SOURCE DATA:
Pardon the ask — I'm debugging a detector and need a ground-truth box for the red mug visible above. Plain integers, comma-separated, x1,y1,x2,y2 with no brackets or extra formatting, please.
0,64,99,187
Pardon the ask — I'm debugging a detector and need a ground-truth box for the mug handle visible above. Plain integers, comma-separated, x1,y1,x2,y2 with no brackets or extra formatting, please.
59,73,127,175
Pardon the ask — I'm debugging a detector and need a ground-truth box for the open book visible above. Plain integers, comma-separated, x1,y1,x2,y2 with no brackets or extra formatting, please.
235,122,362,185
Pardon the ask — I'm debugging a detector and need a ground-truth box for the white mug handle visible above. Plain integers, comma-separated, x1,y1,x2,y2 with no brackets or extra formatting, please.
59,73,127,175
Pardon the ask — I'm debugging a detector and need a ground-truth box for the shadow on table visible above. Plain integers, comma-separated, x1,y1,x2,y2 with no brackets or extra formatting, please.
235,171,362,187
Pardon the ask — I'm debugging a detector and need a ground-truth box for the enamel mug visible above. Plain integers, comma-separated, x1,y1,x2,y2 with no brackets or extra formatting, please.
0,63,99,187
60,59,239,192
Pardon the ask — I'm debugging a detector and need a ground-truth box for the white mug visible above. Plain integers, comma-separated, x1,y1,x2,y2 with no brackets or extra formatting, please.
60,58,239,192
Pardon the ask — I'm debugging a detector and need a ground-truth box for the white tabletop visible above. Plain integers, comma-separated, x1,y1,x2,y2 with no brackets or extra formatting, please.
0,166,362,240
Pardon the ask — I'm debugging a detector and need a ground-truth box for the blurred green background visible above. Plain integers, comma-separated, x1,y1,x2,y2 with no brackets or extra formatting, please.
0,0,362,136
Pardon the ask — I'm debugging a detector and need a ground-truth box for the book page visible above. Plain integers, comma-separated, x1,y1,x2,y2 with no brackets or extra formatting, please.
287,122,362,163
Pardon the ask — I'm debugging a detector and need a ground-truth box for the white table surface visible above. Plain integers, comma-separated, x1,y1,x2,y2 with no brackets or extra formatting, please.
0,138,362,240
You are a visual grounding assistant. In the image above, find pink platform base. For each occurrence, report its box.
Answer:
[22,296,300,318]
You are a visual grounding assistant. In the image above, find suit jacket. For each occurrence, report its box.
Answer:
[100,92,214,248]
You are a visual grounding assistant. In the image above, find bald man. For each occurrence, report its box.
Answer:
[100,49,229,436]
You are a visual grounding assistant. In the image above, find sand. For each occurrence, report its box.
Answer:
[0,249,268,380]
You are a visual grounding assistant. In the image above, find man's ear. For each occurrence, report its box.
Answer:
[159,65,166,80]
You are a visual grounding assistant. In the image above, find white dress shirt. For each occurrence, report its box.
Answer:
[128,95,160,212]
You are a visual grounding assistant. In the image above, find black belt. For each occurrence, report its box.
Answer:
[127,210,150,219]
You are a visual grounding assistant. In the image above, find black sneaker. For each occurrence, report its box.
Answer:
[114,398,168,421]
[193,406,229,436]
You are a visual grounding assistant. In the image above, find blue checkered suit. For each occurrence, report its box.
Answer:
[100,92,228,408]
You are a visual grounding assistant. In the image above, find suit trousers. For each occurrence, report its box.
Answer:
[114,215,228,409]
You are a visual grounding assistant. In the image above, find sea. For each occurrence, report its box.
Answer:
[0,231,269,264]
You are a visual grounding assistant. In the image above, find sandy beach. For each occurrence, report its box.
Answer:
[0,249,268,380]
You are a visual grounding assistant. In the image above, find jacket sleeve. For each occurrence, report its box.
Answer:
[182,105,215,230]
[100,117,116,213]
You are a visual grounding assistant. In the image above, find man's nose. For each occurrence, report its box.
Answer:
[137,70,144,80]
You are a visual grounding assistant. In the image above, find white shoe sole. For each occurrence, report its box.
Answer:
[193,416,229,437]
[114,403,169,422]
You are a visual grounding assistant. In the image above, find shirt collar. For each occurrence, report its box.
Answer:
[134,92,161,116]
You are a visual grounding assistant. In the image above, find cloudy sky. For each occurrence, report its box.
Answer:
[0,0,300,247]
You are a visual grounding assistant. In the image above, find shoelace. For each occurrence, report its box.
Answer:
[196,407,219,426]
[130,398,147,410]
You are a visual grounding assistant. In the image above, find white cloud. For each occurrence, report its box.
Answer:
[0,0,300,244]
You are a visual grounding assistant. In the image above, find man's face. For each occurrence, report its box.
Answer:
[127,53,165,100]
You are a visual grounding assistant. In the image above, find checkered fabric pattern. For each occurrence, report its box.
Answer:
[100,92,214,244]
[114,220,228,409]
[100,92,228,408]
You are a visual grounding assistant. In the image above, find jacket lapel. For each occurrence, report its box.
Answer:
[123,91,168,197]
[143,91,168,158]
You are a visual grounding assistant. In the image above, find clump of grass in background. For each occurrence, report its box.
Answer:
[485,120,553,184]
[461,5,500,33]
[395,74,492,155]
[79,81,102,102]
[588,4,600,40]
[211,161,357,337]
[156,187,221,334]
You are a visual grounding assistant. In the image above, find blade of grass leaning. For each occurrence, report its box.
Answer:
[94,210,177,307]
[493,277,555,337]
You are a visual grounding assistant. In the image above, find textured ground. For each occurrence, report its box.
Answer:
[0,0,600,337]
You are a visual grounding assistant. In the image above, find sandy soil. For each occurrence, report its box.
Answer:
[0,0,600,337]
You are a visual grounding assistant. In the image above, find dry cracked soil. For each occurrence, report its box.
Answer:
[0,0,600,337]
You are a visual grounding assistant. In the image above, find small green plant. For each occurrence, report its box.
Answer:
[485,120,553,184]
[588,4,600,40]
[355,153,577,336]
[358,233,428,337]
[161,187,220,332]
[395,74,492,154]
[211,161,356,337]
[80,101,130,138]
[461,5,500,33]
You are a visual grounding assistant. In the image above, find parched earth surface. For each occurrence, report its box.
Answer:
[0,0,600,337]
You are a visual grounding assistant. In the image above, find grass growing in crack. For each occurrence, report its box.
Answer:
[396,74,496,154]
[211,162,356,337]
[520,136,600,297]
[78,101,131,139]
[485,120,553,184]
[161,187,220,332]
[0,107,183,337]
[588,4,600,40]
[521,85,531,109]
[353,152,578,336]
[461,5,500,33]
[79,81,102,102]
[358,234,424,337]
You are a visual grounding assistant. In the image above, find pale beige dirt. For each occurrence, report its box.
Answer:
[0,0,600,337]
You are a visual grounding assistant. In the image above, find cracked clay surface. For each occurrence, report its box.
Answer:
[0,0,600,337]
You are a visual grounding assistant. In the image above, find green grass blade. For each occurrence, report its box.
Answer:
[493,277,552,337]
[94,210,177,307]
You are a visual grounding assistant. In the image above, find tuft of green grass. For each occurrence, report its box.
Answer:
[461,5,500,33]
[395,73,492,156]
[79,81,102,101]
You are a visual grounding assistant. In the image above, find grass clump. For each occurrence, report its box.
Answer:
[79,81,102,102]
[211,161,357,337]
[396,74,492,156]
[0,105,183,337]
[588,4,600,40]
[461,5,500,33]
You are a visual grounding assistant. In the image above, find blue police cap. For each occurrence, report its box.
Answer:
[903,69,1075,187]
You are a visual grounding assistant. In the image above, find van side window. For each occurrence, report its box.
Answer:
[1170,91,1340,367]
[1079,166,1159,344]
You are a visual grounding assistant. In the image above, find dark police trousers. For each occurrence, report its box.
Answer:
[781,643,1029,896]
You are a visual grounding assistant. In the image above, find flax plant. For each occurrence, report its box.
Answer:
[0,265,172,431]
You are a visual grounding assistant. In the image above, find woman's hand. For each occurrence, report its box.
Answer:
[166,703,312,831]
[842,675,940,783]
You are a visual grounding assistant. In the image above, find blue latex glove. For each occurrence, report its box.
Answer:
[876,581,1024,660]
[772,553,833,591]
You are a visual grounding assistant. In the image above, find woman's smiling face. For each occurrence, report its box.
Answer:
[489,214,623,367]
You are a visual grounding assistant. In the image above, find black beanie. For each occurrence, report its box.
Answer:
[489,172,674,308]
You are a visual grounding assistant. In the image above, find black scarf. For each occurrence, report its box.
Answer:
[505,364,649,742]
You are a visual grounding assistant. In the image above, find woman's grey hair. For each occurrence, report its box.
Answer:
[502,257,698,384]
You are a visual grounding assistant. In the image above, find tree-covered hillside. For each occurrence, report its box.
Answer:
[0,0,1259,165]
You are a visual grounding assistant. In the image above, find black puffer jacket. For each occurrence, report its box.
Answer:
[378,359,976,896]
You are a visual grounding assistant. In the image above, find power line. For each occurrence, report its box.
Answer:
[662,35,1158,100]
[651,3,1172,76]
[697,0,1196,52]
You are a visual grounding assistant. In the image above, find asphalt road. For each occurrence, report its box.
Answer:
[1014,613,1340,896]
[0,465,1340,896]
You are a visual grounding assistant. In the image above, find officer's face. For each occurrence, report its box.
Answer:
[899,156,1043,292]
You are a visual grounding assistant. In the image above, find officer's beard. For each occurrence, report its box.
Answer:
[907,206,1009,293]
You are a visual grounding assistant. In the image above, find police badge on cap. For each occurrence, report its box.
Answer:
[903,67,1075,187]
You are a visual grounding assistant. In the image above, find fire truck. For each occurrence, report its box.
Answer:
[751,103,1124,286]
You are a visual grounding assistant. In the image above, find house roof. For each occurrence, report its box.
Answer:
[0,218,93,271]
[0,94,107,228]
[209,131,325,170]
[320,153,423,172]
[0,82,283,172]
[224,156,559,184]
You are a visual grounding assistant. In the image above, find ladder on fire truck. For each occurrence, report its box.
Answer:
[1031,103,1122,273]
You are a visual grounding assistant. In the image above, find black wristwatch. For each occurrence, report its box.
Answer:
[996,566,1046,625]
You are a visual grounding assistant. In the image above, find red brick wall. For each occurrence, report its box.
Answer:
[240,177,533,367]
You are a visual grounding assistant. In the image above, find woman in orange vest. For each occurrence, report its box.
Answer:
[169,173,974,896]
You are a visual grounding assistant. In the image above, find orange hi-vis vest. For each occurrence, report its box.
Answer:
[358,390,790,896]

WRITTEN EXERCISE: Copy the rows above word for word, starting at the first row and ending at the line that contains "60,58,239,192", both included.

EXPECTED ANSWER:
Pardon the ask — I'm debugging a detector and need a ground-truth box for the red mug visible above. Plain integers, comma-separated, x1,y1,x2,y2 with no brackets or extra formatting, please.
0,64,99,187
Pardon the ask — I'm debugging a detector and need a ground-truth box for the mug handle visible above. Plain integers, comma-separated, x1,y1,x2,y2 with no brackets or extra formatting, please.
59,73,127,175
Pardon the ask — I'm debugging a detector and need a ground-truth box for the open book visible above. Plain integers, comma-separated, x1,y1,x2,y2 with no brackets or extra formatting, please.
235,122,362,185
Pardon the ask — I'm debugging a detector and need a ground-truth box for the white mug handle visible above. Plain integers, comma-separated, x1,y1,x2,y2 with no brackets or extra formatting, please.
59,73,127,175
Pardon the ask — I'm debugging a detector and need a ground-truth box for the shadow on table visible above. Plain integers, comma-separated, x1,y1,x2,y2 with no brackets or extra formatting, please.
235,171,362,187
Pardon the ask — I'm debugging a detector and need a ground-truth box for the enamel mug visible above. Plain integers, comma-separated, x1,y1,x2,y2 with no brackets or extra formatting, please.
0,63,99,187
60,59,239,192
Pardon the ask — I'm debugging a detector and need a ground-truth box for the white mug visible above. Plain integers, comma-separated, x1,y1,x2,y2 with no brackets or extra formatting, please.
60,58,239,192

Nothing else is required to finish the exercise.